- _Énoncé A_:
Recopiez mot pour mot le passage de la critique de Naissance d'une nation qui va de "Si la première" à "est donné !".
- _Énoncé B_:
Reprenez la critique de Naissance d'une nation juste après sa dernière phrase et poursuivez-la.

- _Texte à lire_:
========================================================================

S’il existe bien un film américain qu’il est difficile de noter, c’est bien Naissance d’une nation réalisé en 1915. En effet, à l’instar par exemple des films de Leni Riefenstahl, le film de David Wark Griffith est révolutionnaire sur la forme mais abjecte sur le fond. Mais, là où la cinéaste officielle du régime nazi joue sur l’ambigüité derrière l’objectivité documentaire (pas de commentaire, que des images), Griffith énonce clairement son idéologie raciste et esclavagiste, reprise du livre The Clansman de Thomas Dixon qu’il adapte, au point que le film entraîna la renaissance du Ku Klux Klan (qui avait disparu suite à son interdiction en 1877). En effet, même si le cinéaste s’en est toujours défendu et a réalisé Intolérance en réaction à l’accueil de son film, Griffith utilise les pires clichés qui puissent exister sur les afro-américains à cette époque.
Si la première partie n’affiche pas trop son idéologie
(se concentrant surtout sur les affrontements la Guerre de Sécession et sur les séparations familiales qu’elle a engendré)
, la seconde est une accumulation de caricatures racistes. Griffith commence d’ailleurs cette partie (histoire de se dédouaner) par un panneau de texte précisant que le film n’est qu’une reconstitution historique et qu’il ne concerne aucune "race" de l’époque de sa réalisation puis par une citation de Woodrow Wilson (Président américain démocrate qui dirigeait le pays alors et qui renforça la ségrégation raciale envers les noirs dans le Sud) qui explique que les nordistes dupaient les noirs, que ces derniers occupaient alors des postes administratifs dont ils ignoraient les lois et que le Ku Klux Klan a été créé pour protéger la nation sudiste. Le ton est donné !
Même s’il existe pour le cinéaste des "bons noirs" sudistes et qu’il trouve bien traités (un carton précise bien que, sur 12 heures de travail, 2 heures sont accordées au déjeuner), Griffith se concentre surtout sur les afro-américains qui ont soutenu les nordistes.
Ainsi, suite à la victoire le l’Union sur les États confédérés, il montre les noirs obtenir tout gratuitement et notamment le droit de vote alors que les notables blancs en sont privés. Il explique ensuite qu’un jury entièrement noir à la tête duquel se situe un magistrat noir rend un verdict contre les blancs et montre une assemblée entièrement constituée de noirs, bien sûr, où, après des lois futiles (tous les membres doivent porter des chaussures !) décide que tous les blancs doivent saluer les officiers noirs dans la rue et que les mariages mixtes sont autorisés (ce qui doit paraître blasphématoire pour les sudistes de cette époque). Ajoutés à ces aberrations historiques, Griffith montre les noirs causer de nombreux pillages et décrit le mulâtre Lynch comme "le traître de son protecteur blanc" et le chef blanc des soldats noirs comme "roublard".

========================================================================

- _Entrées enregistrées_:
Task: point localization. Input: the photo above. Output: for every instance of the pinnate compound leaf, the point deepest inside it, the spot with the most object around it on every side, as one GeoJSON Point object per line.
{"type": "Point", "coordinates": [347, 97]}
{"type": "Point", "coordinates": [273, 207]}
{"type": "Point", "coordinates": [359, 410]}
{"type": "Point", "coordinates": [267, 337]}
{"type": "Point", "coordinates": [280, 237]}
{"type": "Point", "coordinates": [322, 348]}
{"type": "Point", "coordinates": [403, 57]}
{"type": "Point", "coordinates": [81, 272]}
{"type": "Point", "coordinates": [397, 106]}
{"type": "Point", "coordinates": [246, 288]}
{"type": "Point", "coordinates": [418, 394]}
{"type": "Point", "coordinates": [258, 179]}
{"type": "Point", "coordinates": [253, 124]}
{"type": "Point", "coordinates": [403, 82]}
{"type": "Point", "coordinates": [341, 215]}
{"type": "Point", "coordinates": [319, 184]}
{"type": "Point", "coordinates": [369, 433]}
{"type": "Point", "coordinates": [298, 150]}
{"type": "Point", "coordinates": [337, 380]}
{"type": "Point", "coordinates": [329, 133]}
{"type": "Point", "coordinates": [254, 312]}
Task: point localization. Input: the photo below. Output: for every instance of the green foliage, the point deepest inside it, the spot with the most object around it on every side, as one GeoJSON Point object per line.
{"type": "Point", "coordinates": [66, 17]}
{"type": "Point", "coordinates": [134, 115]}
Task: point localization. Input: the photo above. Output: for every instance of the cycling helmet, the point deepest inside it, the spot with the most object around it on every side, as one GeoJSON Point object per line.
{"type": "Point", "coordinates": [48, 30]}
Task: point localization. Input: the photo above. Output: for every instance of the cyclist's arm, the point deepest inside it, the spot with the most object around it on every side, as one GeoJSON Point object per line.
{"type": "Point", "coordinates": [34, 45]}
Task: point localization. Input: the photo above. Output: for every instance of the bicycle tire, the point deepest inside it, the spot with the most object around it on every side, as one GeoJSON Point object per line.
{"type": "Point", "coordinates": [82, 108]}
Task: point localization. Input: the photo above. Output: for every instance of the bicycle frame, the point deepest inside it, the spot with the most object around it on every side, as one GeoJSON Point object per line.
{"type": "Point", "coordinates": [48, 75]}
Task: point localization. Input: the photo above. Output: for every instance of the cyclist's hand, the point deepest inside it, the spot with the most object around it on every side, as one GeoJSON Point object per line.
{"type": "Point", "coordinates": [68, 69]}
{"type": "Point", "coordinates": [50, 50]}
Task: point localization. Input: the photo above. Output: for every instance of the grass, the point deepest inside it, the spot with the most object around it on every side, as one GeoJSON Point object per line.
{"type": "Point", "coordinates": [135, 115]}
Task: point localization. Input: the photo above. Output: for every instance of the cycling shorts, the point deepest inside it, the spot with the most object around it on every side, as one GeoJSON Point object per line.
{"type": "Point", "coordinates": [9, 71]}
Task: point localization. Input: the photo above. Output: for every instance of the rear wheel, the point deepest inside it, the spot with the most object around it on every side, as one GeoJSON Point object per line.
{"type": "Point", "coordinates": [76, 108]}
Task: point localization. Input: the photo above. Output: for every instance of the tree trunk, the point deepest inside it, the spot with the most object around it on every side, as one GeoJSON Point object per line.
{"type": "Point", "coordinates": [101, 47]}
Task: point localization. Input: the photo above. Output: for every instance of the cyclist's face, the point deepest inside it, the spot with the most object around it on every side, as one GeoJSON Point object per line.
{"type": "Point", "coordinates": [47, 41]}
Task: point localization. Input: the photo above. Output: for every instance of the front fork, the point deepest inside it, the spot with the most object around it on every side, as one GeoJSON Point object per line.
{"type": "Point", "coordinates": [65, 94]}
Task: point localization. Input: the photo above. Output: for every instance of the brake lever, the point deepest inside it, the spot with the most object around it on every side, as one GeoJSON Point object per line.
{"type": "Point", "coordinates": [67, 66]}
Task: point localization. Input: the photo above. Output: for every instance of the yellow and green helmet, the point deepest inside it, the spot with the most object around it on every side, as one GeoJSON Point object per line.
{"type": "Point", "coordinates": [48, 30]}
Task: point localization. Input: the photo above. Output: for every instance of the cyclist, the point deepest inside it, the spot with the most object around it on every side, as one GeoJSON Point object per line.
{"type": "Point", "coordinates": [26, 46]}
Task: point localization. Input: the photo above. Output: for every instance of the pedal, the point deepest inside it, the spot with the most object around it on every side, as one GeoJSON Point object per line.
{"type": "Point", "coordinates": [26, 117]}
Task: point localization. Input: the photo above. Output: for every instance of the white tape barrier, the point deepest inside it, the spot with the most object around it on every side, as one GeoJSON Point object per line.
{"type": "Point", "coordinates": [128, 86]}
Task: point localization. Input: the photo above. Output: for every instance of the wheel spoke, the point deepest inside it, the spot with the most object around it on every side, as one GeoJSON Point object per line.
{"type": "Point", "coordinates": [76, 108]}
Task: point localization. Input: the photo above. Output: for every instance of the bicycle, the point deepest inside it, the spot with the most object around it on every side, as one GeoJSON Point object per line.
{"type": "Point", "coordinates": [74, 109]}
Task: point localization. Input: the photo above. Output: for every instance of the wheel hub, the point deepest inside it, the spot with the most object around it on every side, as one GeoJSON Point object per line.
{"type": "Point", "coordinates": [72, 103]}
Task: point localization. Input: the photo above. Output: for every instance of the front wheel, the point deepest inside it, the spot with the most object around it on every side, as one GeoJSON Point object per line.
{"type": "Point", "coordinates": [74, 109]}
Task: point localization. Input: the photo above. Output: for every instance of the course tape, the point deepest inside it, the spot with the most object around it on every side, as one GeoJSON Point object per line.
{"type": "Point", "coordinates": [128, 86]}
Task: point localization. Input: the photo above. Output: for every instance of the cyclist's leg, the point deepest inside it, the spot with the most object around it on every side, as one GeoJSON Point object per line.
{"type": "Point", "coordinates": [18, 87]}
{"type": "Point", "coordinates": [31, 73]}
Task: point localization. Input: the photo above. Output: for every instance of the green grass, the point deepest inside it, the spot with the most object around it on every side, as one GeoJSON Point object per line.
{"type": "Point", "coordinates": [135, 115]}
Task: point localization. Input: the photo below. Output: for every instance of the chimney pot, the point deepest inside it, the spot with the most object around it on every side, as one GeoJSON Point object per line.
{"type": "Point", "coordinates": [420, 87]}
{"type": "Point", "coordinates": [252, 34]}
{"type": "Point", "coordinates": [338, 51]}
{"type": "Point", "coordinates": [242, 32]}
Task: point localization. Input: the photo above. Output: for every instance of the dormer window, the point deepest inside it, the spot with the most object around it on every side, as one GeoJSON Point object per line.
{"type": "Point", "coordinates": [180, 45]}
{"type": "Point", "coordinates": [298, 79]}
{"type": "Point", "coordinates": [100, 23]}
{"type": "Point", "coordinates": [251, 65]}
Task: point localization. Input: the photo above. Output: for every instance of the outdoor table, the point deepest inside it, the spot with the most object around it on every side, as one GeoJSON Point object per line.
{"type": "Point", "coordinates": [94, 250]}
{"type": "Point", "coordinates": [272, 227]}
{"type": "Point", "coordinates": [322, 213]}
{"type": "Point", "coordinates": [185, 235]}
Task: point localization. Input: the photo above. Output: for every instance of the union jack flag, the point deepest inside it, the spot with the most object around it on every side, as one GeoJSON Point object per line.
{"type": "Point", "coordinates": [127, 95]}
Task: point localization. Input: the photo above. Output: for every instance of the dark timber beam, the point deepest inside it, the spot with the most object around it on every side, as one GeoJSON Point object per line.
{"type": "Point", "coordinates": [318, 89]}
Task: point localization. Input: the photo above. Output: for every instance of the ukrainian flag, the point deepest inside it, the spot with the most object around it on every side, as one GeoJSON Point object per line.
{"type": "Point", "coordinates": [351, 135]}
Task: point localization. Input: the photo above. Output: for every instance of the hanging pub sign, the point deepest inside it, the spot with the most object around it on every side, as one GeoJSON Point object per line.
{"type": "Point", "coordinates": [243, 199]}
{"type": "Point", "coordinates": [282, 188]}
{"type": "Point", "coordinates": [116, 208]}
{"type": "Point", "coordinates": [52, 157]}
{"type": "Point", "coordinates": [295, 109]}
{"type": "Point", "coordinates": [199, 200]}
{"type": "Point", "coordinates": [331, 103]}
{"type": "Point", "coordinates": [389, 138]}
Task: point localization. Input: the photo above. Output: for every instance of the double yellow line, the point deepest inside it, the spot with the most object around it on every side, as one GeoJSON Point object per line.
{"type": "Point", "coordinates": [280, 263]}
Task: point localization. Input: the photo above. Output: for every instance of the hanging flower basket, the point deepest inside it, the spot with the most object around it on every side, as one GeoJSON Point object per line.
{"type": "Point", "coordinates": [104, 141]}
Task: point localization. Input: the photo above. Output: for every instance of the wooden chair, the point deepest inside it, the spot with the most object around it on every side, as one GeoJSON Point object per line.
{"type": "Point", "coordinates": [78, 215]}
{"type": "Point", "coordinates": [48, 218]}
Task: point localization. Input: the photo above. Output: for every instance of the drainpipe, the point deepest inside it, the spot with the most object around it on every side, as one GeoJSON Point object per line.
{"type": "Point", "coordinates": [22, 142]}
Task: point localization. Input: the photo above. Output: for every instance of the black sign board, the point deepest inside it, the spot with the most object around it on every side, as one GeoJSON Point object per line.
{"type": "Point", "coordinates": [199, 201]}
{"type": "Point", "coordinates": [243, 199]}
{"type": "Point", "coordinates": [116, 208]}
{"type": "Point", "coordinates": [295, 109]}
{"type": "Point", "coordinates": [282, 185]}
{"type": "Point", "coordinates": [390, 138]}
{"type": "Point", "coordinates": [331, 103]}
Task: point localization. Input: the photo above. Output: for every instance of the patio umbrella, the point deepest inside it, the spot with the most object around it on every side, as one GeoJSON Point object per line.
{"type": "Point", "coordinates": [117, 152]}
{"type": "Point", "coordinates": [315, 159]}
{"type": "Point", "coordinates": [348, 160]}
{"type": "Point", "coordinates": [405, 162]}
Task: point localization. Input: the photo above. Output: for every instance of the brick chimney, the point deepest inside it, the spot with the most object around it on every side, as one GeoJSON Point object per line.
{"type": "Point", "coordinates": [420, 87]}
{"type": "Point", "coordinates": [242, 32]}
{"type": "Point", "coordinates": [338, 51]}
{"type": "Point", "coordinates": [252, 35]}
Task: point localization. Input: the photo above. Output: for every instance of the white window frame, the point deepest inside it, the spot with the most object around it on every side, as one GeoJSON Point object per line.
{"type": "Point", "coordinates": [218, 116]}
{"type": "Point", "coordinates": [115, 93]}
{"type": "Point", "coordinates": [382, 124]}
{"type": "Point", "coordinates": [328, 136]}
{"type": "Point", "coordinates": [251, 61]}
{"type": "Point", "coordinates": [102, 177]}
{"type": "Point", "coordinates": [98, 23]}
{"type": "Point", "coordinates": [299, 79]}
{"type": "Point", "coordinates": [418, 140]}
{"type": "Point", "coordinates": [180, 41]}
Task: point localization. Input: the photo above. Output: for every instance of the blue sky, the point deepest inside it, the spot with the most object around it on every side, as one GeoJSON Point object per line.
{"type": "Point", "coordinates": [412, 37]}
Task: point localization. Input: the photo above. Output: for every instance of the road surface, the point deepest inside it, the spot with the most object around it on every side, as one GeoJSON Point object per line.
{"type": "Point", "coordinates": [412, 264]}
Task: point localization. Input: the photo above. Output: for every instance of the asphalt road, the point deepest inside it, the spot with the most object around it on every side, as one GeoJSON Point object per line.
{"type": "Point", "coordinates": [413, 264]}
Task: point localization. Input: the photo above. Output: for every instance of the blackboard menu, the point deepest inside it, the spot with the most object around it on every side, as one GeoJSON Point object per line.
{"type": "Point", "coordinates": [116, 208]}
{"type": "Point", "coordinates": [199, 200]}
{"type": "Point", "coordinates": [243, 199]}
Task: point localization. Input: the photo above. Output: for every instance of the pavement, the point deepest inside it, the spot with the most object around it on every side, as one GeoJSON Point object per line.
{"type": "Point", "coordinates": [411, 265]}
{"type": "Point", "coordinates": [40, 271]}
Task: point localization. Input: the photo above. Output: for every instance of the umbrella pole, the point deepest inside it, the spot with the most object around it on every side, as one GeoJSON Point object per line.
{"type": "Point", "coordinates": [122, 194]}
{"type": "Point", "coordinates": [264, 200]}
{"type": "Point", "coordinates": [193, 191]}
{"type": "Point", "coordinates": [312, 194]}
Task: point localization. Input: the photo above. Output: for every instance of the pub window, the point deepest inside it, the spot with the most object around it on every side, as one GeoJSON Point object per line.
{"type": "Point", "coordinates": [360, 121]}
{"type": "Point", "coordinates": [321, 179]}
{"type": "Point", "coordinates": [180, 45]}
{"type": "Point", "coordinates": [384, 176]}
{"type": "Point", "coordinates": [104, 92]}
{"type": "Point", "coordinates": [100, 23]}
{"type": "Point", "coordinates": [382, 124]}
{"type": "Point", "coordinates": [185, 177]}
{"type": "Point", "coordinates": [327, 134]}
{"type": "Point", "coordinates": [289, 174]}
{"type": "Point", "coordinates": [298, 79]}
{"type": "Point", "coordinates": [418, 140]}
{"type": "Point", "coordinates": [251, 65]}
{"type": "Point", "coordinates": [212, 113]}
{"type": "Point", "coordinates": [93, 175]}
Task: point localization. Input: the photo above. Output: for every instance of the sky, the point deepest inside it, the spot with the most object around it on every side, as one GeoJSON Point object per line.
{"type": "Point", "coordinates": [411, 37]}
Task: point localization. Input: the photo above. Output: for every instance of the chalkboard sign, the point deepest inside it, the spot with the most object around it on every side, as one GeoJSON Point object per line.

========================================================================

- _Réponse attendue A_:
Si la première partie n’affiche pas trop son idéologie
(se concentrant surtout sur les affrontements la Guerre de Sécession et sur les séparations familiales qu’elle a engendré)
, la seconde est une accumulation de caricatures racistes. Griffith commence d’ailleurs cette partie (histoire de se dédouaner) par un panneau de texte précisant que le film n’est qu’une reconstitution historique et qu’il ne concerne aucune "race" de l’époque de sa réalisation puis par une citation de Woodrow Wilson (Président américain démocrate qui dirigeait le pays alors et qui renforça la ségrégation raciale envers les noirs dans le Sud) qui explique que les nordistes dupaient les noirs, que ces derniers occupaient alors des postes administratifs dont ils ignoraient les lois et que le Ku Klux Klan a été créé pour protéger la nation sudiste. Le ton est donné !

- _Réponse attendue B_:
De plus, il est hallucinant de nos jours de voir que les seuls acteurs noirs employés font de la figuration et que, dès que le rôle d’un personnage noir est un peu plus étoffé, il est interprété par un acteur blanc maquillé !
Il n’est dès lors pas étonnant de voir le réalisateur montrer le Ku Klux Klan
(dont l’idée vient au personnage principal après avoir vu des enfants blancs s’amuser à effrayer des enfants noirs en étant cachés sous un drap comme un fantôme !!!)
comme étant là pour faire "la défense des droits aryens fondamentaux" (!!!)
et expliquer que, grâce à lui, le sud est sauvegardé de "l’anarchie noire". Le Ku Klux Klan est donc montré comme le sauveur de la "race blanche" permettant peut-être d’instaurer une paix que Griffith souhaiterait être céleste (et où règne le Christ qui apparaît dans les derniers plans du film et qui sera un des personnages d’Intolérance).
Naissance d’une nation est donc un pur tract sudiste qui étonne cependant par sa bienveillance envers Abraham Lincoln
qui est montré comme bienveillant envers ses ennemis et dont l’assassinat (évènement fondamental dans l’Histoire américaine qui, en dehors de ce film, sera au final peu représenté au cinéma) déclenche l’anarchie qui suit
.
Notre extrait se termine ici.